Gelesenes anwenden -
1 > Übersetzen Sie aus dem Interviewauszug den folgenden Satz ins Englische: „Bleiben wir aber noch mal bei der Teststrategie und bei den Beschlüssen, die am 3. März möglich sind.“
2 > Schreiben Sie einen Teil des Interviewauszugs wortgetreu ab. Beginnen Sie bei den Worten „Geers: Bleiben wir“ und hören Sie nach „Sehen Sie das?“ auf.
3 > Beantworten Sie anhand des Interviewauszugs die folgenden Fragen:
(a) Was soll laut Scholz durch ein sorgfältiges Vorgehen vermieden werden?
(b) Zwischen wem finden laut Scholz gegenwärtig Gespräche statt?
(c) An welchem Tag wollen Einzelhandel und Gastronomie laut Geers wieder öffnen?

Textabschnitt -
+++
Scholz: Es ist auf alle Fälle so, dass die Tatsache, dass wir viel mehr Testmöglichkeiten haben und uns auch mehr sichern für Deutschland und sicherstellen, dass sie verfügt werden können, dass es bald die Möglichkeit gibt, im größeren Umfang sich selbst zu testen, mit einbezogen werden muss in unser Vorgehen. Ich bin froh, dass die Möglichkeiten existieren, aber an Ihren vielen Fragen sieht man ja auch, dass es keine Sache ist, die man einfach so aus dem Ärmel schütteln kann, sondern dass es unbedingt wichtig ist zu überlegen, wie kann das eingesetzt werden und wo hilft es überhaupt? Denn allein mit dem Satz "Testen ist eine Hilfe" haben wir ja noch nicht alle Probleme gelöst. Sondern wir müssen dann sagen, wie und wo kann das genau der Fall sein und da berichte ich Ihnen gerne, dass gegenwärtig überall Gespräche stattfinden zwischen den Ländern, zwischen den Ländern und der Bundesregierung, innerhalb der Bundesregierung, was konkret wir für Handlungsoptionen wir dadurch gewinnen, und ich bin sehr dafür, dass man das sorgfältig tut, damit wir nicht falsche Hoffnungen erwecken. Denn das ist ja ganz wichtig. Wenn wir jetzt eine präzisere Strategie beschreiben, wenn wir sagen: das sind die nächsten Schritte und so soll das vor sich gehen, dann wollen ja nicht alle das Gefühl haben, dass das auch nur eine Halteverfügung ist. Sondern sie wollen sich daran orientieren können.
Geers: Bleiben wir aber noch mal bei der Teststrategie und bei den Beschlüssen, die am 3. März möglich sind. Ich sagte gerade schon, der Einzelhandel, die Gastronomie drängen darauf, dass sie am 8. März wieder öffnen können. Sehen Sie das?
+++
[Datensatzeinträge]
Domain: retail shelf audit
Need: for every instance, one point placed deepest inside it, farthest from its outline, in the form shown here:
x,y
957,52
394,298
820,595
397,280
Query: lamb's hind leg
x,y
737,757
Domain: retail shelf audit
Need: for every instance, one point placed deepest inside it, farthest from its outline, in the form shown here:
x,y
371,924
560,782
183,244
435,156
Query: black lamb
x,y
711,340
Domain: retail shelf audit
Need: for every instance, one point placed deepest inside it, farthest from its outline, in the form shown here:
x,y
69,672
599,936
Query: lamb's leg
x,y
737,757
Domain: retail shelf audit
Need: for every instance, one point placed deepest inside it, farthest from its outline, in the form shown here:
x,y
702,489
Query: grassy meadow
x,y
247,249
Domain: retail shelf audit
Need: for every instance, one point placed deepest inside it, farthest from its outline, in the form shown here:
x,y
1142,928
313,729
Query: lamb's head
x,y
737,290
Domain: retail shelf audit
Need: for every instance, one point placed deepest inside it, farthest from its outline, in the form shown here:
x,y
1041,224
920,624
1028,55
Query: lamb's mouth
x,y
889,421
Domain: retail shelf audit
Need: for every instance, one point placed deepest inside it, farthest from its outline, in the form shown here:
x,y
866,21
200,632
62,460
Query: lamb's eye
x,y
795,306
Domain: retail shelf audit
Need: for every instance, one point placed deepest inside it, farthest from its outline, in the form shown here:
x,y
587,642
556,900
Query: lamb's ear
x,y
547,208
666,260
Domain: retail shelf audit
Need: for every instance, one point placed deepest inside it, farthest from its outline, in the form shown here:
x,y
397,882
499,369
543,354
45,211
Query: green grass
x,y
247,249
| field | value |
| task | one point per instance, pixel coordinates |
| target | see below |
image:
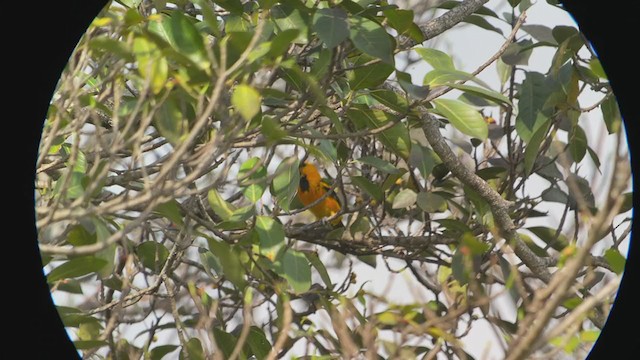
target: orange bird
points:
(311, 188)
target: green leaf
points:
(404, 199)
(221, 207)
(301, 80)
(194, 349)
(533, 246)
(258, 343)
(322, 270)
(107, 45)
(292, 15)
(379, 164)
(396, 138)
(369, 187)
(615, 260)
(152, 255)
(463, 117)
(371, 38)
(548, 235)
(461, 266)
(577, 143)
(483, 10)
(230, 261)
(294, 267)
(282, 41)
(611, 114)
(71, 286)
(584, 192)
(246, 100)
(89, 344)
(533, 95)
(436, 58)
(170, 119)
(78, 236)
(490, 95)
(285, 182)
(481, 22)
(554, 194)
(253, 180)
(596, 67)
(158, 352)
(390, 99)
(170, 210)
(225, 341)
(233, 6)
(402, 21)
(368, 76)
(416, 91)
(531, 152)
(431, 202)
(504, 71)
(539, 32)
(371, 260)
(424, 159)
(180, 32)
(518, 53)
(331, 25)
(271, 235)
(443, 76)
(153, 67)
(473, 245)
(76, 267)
+++
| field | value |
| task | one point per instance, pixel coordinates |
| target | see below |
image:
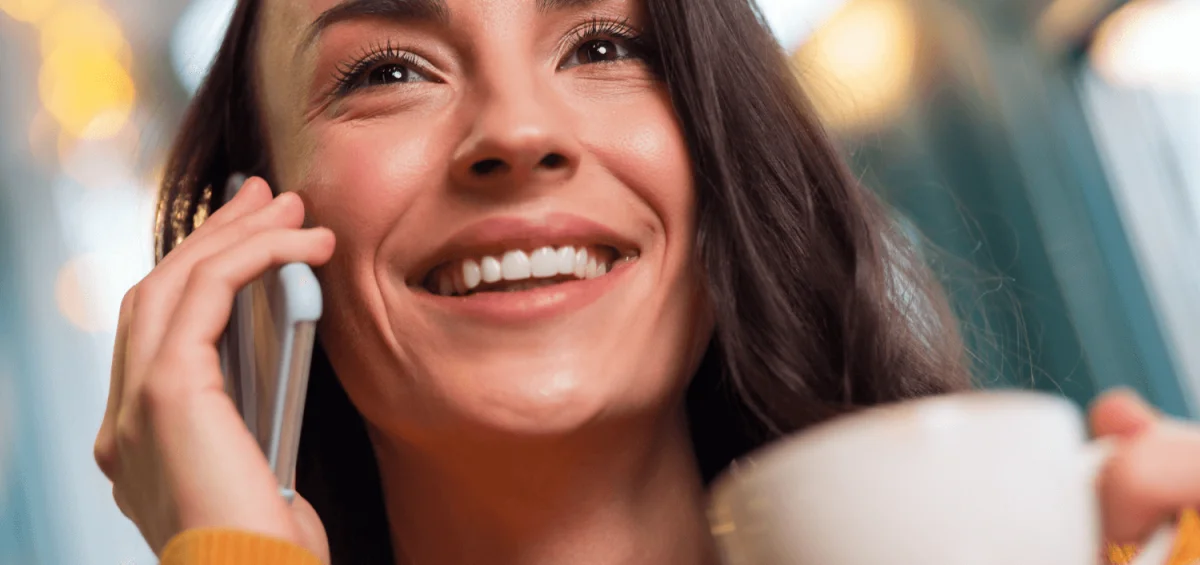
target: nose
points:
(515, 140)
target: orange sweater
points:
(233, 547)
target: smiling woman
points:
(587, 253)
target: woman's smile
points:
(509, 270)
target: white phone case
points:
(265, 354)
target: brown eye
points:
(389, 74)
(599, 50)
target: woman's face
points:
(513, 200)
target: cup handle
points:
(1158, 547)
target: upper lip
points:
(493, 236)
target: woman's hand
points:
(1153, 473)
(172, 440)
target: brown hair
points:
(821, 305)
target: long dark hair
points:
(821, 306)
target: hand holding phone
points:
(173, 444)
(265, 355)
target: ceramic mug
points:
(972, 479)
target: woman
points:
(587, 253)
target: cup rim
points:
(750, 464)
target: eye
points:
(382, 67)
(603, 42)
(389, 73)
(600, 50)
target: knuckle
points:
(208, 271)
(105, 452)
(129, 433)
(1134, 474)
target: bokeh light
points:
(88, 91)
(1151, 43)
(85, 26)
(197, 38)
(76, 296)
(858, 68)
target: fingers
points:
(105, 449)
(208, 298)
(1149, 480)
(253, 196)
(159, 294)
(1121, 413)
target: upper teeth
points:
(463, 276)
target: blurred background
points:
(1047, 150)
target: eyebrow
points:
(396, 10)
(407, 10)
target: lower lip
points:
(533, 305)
+++
Lösungen zur Übung -
1 > But let us stay for a moment with the testing strategy and with the decisions that are possible on March 3.

2 >
Geers: Bleiben wir aber noch mal bei der Teststrategie und bei den Beschlüssen, die am 3. März möglich sind. Ich sagte gerade schon, der Einzelhandel, die Gastronomie drängen darauf, dass sie am 8. März wieder öffnen können. Sehen Sie das?

3 >
(a) Es sollen keine falschen Hoffnungen erweckt werden.
(b) Die Gespräche finden zwischen den Ländern, zwischen den Ländern und der Bundesregierung sowie innerhalb der Bundesregierung statt.
(c) Sie wollen am 8. März wieder öffnen.